----- Input data
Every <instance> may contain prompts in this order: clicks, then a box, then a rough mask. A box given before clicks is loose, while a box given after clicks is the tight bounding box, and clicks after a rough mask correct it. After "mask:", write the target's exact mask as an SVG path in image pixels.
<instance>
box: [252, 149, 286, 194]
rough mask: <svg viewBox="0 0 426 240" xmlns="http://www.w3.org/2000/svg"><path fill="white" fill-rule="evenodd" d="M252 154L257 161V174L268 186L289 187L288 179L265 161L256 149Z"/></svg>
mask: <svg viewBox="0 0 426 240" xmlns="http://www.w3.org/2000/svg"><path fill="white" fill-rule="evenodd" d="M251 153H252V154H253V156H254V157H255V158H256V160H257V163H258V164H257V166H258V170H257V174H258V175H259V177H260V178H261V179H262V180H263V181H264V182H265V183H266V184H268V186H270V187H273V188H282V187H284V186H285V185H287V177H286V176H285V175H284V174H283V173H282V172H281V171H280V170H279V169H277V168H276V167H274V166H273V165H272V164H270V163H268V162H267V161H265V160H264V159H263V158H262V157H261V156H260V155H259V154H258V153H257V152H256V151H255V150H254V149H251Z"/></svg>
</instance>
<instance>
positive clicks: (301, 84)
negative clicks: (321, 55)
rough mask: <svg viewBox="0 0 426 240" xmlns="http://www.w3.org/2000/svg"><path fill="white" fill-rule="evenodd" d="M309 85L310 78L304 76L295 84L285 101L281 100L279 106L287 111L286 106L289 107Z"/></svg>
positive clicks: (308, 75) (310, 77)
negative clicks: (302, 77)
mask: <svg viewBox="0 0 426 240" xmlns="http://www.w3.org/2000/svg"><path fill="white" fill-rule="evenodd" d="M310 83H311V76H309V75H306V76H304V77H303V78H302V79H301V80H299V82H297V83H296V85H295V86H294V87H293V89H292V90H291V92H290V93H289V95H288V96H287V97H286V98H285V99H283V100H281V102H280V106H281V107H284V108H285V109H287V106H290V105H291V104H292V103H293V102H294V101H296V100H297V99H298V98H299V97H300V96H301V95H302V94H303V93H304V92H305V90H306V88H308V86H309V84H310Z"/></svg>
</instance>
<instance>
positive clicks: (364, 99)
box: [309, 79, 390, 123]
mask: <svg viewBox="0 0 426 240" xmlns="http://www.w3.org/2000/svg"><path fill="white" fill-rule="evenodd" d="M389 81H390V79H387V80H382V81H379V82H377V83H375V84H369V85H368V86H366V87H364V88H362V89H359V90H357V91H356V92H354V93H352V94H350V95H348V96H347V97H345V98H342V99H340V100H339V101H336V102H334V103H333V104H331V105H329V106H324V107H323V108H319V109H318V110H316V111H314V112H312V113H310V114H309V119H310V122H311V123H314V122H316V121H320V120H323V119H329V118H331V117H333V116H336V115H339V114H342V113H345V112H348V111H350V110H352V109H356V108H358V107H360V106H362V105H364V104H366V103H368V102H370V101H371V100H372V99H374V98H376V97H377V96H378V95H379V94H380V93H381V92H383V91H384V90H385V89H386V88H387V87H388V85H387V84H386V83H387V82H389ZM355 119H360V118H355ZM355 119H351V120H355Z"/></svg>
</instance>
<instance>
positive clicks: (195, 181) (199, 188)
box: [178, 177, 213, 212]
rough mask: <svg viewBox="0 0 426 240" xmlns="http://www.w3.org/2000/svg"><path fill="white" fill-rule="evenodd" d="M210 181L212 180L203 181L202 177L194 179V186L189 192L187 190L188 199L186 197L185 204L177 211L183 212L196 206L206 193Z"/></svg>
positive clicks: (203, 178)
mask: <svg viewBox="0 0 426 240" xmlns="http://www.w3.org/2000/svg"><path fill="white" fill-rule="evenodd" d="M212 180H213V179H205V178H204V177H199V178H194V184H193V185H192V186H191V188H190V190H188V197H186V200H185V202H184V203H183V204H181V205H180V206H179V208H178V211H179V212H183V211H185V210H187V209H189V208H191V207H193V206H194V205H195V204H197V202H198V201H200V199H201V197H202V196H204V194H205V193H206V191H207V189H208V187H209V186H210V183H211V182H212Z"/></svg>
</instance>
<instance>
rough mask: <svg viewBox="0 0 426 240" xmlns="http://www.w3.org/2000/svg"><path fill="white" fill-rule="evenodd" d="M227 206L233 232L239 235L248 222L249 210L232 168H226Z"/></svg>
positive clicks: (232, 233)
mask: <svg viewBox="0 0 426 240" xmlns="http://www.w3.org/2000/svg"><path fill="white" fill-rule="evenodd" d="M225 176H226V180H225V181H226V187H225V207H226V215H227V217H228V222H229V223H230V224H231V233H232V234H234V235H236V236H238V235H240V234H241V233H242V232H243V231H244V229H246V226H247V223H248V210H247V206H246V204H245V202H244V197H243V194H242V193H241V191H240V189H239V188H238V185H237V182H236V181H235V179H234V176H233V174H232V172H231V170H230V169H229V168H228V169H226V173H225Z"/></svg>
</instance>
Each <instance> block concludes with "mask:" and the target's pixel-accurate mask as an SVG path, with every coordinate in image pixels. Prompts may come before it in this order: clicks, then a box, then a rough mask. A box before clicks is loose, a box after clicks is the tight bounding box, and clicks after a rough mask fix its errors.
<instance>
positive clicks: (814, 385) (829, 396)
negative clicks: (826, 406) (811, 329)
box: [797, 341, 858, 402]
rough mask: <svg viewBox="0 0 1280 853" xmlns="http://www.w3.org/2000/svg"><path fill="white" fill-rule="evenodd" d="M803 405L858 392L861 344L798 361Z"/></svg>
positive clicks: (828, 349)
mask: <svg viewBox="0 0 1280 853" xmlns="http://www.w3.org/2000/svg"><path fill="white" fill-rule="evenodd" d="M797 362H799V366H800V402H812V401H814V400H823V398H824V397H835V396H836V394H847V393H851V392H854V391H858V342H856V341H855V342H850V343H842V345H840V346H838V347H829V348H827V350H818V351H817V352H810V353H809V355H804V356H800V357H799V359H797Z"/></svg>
----------
What is expected - In your answer, repeat each line of the material word for word.

Response area -
Every <instance> may contain prompts in this order: clicks, then a box, then a rough mask. A box given before clicks is loose, while a box given after clicks is the tight bounding box, and clicks after a rough mask correct it. After "mask:", write the target's exact mask as an SVG path in image pixels.
<instance>
box: [252, 149, 286, 194]
rough mask: <svg viewBox="0 0 426 240" xmlns="http://www.w3.org/2000/svg"><path fill="white" fill-rule="evenodd" d="M252 154L257 161V174L268 186L289 187L288 179L265 161L256 149Z"/></svg>
mask: <svg viewBox="0 0 426 240" xmlns="http://www.w3.org/2000/svg"><path fill="white" fill-rule="evenodd" d="M251 153H252V154H253V156H254V157H255V158H256V160H257V163H258V164H257V166H258V170H257V174H258V175H259V177H260V178H261V179H262V180H263V181H264V182H265V183H266V184H268V186H270V187H273V188H282V187H284V186H285V185H287V177H286V176H285V175H284V174H283V173H282V172H281V171H280V170H279V169H277V168H276V167H274V166H273V165H272V164H270V163H268V162H267V161H265V160H264V159H263V158H262V157H261V156H260V155H259V154H258V153H257V152H256V151H255V150H254V149H251Z"/></svg>
</instance>
<instance>
positive clicks: (301, 84)
negative clicks: (321, 55)
rough mask: <svg viewBox="0 0 426 240" xmlns="http://www.w3.org/2000/svg"><path fill="white" fill-rule="evenodd" d="M309 85L310 78L304 76L295 84L285 101L281 100L279 106L287 111L286 106L289 107Z"/></svg>
positive clicks: (308, 75) (310, 77)
negative clicks: (302, 77)
mask: <svg viewBox="0 0 426 240" xmlns="http://www.w3.org/2000/svg"><path fill="white" fill-rule="evenodd" d="M310 83H311V76H309V75H306V76H304V77H303V78H302V79H301V80H299V82H297V83H296V85H295V86H294V87H293V89H292V90H291V92H290V93H289V95H288V96H287V97H286V98H285V99H283V100H281V102H280V106H281V107H284V108H285V109H287V106H290V105H291V104H292V103H293V102H294V101H296V100H297V99H298V98H299V97H300V96H301V95H302V94H303V93H304V92H305V90H306V88H308V86H309V84H310Z"/></svg>
</instance>
<instance>
positive clicks: (364, 99)
box: [309, 79, 390, 123]
mask: <svg viewBox="0 0 426 240" xmlns="http://www.w3.org/2000/svg"><path fill="white" fill-rule="evenodd" d="M389 81H390V79H387V80H382V81H379V82H377V83H375V84H369V85H368V86H366V87H364V88H362V89H359V90H357V91H356V92H354V93H352V94H350V95H348V96H347V97H345V98H342V99H340V100H339V101H336V102H334V103H333V104H331V105H329V106H324V107H323V108H319V109H318V110H316V111H314V112H312V113H310V114H309V119H310V122H311V123H314V122H316V121H320V120H323V119H329V118H331V117H333V116H336V115H339V114H342V113H345V112H348V111H350V110H352V109H356V108H358V107H360V106H362V105H364V104H366V103H368V102H370V101H371V100H372V99H374V98H376V97H377V96H378V95H379V94H380V93H381V92H383V91H384V90H385V89H386V88H387V87H388V85H387V84H386V83H387V82H389ZM355 119H360V118H355ZM355 119H351V120H355Z"/></svg>
</instance>
<instance>
positive clicks: (195, 181) (199, 188)
box: [178, 177, 213, 212]
rough mask: <svg viewBox="0 0 426 240" xmlns="http://www.w3.org/2000/svg"><path fill="white" fill-rule="evenodd" d="M210 181L212 180L203 181L202 177L194 179V186L189 192L187 190L188 199L186 197L185 204L177 211L183 212L196 206L206 193Z"/></svg>
positive clicks: (203, 178)
mask: <svg viewBox="0 0 426 240" xmlns="http://www.w3.org/2000/svg"><path fill="white" fill-rule="evenodd" d="M212 180H213V179H205V178H204V177H199V178H194V184H193V185H192V186H191V188H190V190H188V197H186V200H185V202H184V203H183V204H181V205H180V206H179V208H178V211H179V212H183V211H185V210H187V209H189V208H191V207H193V206H194V205H195V204H197V202H198V201H200V199H201V197H202V196H204V194H205V193H206V191H207V189H208V187H209V186H210V183H211V182H212Z"/></svg>
</instance>
<instance>
rough mask: <svg viewBox="0 0 426 240" xmlns="http://www.w3.org/2000/svg"><path fill="white" fill-rule="evenodd" d="M227 206L233 232L239 235L248 222L249 210L232 168H226Z"/></svg>
positive clicks: (232, 233)
mask: <svg viewBox="0 0 426 240" xmlns="http://www.w3.org/2000/svg"><path fill="white" fill-rule="evenodd" d="M225 176H226V180H225V181H226V187H225V207H226V215H227V217H228V222H229V223H230V224H231V233H232V234H234V235H236V236H238V235H240V234H241V233H242V232H243V231H244V229H246V226H247V223H248V210H247V206H246V204H245V202H244V197H243V194H242V193H241V191H240V189H239V188H238V185H237V182H236V181H235V179H234V176H233V174H232V172H231V170H230V169H229V168H228V169H226V173H225Z"/></svg>
</instance>
Each <instance> block concludes with "mask:" and the target's pixel-accurate mask as an SVG path, with every coordinate in image pixels. Prompts may come before it in this order: clicks, then a box, then a rough mask. A box before clicks is loose, a box after clicks is the tight bounding box, and clicks after a rough mask fix its errors.
<instance>
positive clicks: (814, 385) (829, 396)
negative clicks: (826, 406) (811, 329)
box: [797, 341, 858, 402]
rough mask: <svg viewBox="0 0 1280 853" xmlns="http://www.w3.org/2000/svg"><path fill="white" fill-rule="evenodd" d="M803 405L858 392L861 344L798 361Z"/></svg>
positive clicks: (828, 349)
mask: <svg viewBox="0 0 1280 853" xmlns="http://www.w3.org/2000/svg"><path fill="white" fill-rule="evenodd" d="M797 362H799V366H800V402H812V401H814V400H823V398H824V397H835V396H836V394H847V393H851V392H854V391H858V342H856V341H855V342H850V343H842V345H840V346H838V347H829V348H827V350H818V351H817V352H810V353H809V355H804V356H800V357H799V359H797Z"/></svg>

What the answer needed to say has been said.